> Data extract:
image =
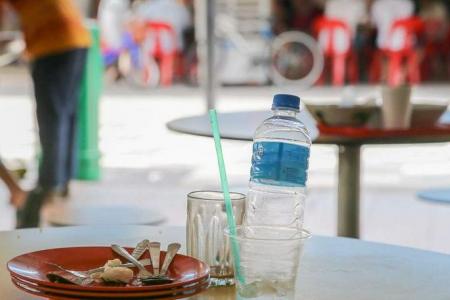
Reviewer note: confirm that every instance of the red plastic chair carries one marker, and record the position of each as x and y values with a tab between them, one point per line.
400	47
436	33
163	48
335	39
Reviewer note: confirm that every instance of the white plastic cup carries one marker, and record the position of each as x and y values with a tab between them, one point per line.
396	108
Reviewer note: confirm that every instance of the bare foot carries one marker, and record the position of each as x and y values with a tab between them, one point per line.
18	197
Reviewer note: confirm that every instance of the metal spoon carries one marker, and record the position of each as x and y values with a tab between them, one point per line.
162	278
172	250
140	249
143	273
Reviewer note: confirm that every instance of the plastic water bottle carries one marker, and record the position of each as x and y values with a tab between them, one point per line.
281	148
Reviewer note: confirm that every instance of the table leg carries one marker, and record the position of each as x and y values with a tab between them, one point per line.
348	190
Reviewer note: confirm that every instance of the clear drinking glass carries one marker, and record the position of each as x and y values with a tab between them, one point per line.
269	261
206	221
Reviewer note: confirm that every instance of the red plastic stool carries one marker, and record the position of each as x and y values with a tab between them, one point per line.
400	47
335	39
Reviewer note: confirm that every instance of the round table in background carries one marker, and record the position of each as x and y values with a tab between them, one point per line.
331	268
242	125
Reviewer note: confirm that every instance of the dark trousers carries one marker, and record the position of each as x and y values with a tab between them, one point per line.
57	80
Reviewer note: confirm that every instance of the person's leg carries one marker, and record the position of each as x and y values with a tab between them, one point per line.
56	81
73	91
17	195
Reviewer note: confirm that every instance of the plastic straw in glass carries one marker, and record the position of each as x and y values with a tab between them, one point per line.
226	193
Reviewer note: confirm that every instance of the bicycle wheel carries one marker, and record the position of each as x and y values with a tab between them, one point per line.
296	59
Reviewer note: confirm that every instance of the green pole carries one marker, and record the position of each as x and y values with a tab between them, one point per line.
88	154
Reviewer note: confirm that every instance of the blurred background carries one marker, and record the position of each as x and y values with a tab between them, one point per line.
155	56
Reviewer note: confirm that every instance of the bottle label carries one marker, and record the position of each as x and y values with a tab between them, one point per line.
279	163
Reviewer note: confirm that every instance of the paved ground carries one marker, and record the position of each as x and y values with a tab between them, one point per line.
145	164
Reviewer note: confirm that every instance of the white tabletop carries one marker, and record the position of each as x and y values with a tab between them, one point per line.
331	268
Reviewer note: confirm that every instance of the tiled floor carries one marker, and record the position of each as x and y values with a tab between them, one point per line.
145	164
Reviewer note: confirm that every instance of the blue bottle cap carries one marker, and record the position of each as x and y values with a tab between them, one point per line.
286	101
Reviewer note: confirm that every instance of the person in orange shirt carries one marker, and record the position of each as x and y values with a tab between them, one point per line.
56	44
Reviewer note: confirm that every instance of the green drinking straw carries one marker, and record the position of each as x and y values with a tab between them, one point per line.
226	193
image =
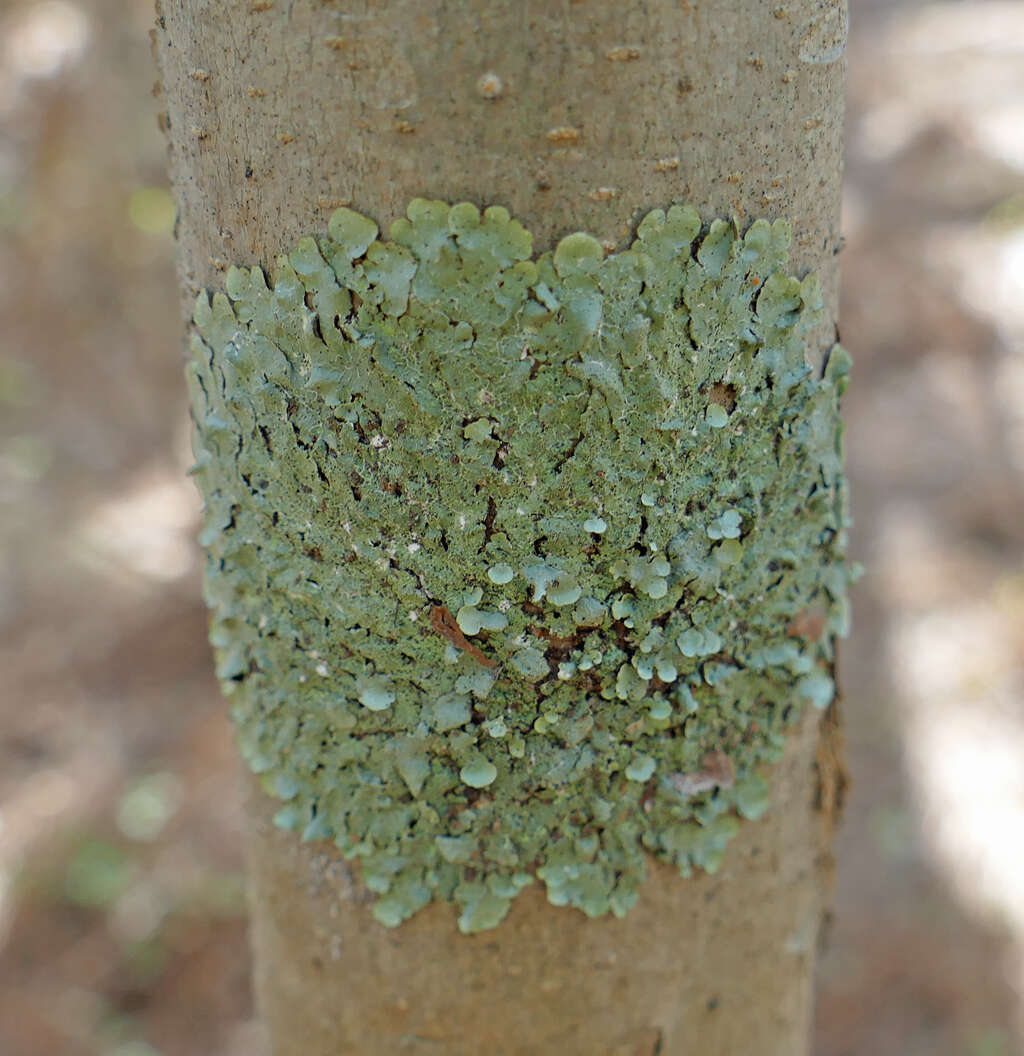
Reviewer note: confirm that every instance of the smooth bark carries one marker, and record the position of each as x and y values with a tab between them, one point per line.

> Exercise: Extract, verbatim and alone, the lines from the line that contains "Reviewer note: confirm that every instance of the bottle" to the last line of the records, inclusive; drop any picture.

> Complete response:
Reviewer note: confirm that every instance of the bottle label carries one marker, and record the position of each as x and y values with a tab between them, one point per line.
279	163
Reviewer note: confirm that every instance of the paved ground carries one marker, and record the position of each as x and y values with a tab between them, one point per line.
145	164
Reviewer note: confirm that every instance of the white tabletop carries one marker, and record the position of each as x and y values with a tab between them, one point per line.
331	268
Reviewer note: confirm that every instance of the tiled floor carries one marker, and record the position of each as x and y values with a tab between them, one point per line.
145	164
Reviewer note: confirm that every instance of the blue bottle cap carries one marker, and record the position of each as x and y values with a tab between them, one point per line.
286	101
Reviewer note: confirm that every instance of the person in orange shirt carries one marker, and record the position of each as x and y values with a tab between them, one point per line.
56	44
Reviewer note: confirm that every instance of the green drinking straw carries one marker, and record the position of each as x and y values with a tab between them, one point per line.
226	193
image =
Reviewer note: confirm that every instance of the smooth bark carries one marker, and record the position of each as x and y values with a tab between them, one point per line.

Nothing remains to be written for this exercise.